Work instructions -> Only the lines from the one containing "Task: give one point on each instance of the white painted" to the end of the entries should be written out, each exactly as it stands, both ends included.

Entries shown ->
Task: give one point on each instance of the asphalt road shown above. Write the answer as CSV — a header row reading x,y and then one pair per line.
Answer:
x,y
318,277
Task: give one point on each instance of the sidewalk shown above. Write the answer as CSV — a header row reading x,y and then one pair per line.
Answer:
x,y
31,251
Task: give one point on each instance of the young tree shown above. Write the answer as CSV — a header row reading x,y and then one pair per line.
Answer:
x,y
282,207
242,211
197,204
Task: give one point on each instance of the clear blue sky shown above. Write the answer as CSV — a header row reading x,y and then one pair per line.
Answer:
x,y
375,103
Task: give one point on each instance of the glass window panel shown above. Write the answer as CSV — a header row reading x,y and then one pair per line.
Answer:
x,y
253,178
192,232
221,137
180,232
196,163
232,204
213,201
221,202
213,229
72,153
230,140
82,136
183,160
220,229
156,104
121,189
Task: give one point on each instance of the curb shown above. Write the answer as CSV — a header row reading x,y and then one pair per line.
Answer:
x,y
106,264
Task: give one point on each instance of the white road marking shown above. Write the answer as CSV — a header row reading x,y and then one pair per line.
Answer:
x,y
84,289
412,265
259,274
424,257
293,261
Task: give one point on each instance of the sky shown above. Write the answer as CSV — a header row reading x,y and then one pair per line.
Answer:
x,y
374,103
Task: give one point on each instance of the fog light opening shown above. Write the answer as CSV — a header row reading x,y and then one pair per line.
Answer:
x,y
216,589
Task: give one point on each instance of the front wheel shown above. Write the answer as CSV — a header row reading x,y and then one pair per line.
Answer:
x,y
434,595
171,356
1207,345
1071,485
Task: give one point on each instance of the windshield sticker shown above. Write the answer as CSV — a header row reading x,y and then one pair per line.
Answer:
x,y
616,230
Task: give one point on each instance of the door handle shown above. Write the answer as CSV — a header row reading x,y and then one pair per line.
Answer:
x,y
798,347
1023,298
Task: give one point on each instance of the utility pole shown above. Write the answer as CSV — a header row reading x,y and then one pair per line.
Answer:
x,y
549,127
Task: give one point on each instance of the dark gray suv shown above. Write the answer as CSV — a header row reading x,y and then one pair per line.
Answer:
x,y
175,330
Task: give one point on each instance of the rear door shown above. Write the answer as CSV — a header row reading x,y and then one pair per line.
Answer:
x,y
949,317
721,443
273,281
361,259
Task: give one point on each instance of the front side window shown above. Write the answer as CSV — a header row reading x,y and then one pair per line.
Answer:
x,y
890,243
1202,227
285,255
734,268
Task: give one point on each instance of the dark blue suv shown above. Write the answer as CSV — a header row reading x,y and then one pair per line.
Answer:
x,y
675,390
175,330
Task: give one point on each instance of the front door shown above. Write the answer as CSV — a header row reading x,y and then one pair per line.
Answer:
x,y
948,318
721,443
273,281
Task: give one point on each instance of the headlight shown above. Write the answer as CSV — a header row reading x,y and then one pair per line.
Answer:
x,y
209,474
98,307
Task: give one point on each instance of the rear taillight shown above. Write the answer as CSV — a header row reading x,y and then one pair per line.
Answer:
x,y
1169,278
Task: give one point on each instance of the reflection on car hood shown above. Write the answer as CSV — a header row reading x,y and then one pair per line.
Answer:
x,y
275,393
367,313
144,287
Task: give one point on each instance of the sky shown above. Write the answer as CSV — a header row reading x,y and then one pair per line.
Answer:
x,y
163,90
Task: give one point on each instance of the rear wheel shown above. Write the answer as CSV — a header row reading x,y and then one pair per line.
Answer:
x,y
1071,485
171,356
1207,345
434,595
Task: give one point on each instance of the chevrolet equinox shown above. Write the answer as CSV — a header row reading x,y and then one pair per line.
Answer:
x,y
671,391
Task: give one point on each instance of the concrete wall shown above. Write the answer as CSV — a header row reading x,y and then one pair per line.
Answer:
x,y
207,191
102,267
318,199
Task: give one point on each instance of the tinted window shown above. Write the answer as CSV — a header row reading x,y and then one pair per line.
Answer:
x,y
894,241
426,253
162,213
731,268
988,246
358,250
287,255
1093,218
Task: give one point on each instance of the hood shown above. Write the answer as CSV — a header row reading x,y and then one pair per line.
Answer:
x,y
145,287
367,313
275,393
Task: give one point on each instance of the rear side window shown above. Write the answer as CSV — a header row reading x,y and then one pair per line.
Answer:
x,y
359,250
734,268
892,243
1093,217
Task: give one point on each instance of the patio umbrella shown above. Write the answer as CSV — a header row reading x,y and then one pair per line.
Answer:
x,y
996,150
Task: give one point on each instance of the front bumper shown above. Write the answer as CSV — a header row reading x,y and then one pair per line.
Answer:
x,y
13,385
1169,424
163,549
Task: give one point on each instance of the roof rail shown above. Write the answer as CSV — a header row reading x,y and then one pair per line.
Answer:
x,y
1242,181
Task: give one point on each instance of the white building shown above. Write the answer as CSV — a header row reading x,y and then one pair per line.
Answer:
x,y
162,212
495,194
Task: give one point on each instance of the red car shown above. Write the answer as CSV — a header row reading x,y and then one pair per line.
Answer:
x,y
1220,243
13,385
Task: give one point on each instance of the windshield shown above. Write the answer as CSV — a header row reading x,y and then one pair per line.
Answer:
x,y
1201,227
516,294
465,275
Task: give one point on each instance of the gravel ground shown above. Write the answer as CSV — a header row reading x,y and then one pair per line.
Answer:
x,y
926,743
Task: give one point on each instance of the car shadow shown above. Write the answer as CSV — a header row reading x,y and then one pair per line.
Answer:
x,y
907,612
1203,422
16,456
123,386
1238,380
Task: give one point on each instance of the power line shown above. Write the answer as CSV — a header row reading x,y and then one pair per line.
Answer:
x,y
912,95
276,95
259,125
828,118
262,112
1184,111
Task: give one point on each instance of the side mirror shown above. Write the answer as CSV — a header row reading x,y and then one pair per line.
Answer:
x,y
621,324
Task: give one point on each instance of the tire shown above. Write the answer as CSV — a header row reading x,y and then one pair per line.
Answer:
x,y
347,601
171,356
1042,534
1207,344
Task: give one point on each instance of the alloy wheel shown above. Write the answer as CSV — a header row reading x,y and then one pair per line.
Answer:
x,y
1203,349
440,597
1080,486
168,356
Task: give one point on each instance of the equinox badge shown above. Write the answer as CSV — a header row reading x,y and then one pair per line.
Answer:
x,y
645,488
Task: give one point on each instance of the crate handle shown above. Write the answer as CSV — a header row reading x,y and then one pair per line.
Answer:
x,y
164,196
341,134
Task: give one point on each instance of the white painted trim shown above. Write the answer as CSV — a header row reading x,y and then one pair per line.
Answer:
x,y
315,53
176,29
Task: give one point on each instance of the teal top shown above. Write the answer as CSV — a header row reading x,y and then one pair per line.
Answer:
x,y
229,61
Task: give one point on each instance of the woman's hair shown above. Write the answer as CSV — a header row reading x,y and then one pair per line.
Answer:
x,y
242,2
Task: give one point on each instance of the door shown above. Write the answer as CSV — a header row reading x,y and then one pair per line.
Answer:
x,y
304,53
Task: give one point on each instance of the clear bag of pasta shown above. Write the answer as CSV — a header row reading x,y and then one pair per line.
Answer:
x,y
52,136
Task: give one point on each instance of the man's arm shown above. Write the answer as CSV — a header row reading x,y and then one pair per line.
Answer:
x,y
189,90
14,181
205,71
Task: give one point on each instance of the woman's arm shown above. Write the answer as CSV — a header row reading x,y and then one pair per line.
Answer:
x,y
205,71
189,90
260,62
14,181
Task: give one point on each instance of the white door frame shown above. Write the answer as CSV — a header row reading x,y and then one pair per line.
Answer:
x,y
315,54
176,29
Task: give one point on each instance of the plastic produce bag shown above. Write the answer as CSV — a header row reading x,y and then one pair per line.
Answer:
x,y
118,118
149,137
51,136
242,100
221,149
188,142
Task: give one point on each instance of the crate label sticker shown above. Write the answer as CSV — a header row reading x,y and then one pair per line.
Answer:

Answer for the task ->
Task: give one point on each instance of the white painted trim shown above. Write the answer as CSV — a header row reading x,y and then one pair per line.
Answer:
x,y
315,53
176,29
Task: give one point on each instance of the teal top shown above. Write the answer as CSV — a header row reading x,y and then one pair per line.
Answer:
x,y
229,61
Task: give one point on each instance of the woman's hair shown above. Write the answer as CSV — a header row reading x,y and then one pair per line.
Answer:
x,y
242,2
Task: give one point on each instance of the door shown above. Write the answer as CSV — a header row reading x,y and then one pair per line.
Answer:
x,y
304,53
Task: give one point on each instance of the clear bag of pasta shown above. Write the answer as CSV — a header row reading x,y and then one pair per line.
Answer:
x,y
52,136
Task: give one point on each instance of the man's arm shown above. Write the answer as CSV — a header row reading x,y and then one pair per line.
Answer:
x,y
189,90
14,181
205,71
Task: give one point on each instance of the woman's arm shown above. Write the answer as CSV — a header row reading x,y and then one pair per line.
Answer:
x,y
205,71
189,90
260,62
14,181
Task: give one point on each instance of the white door frame shown above. Write the answer as CSV — a header row reading x,y and then one pair per line.
Answer:
x,y
315,54
176,29
Task: give one point on each instance of the plastic produce bag shown above. Write the answer as CSV — a header row reading x,y and then one pair per line.
Answer:
x,y
118,118
149,137
51,136
242,100
221,149
188,142
Task: give one point on each instance of the crate label sticker shown above. Write the answer as CSV — a header row reading x,y and then one pair per line.
Answer:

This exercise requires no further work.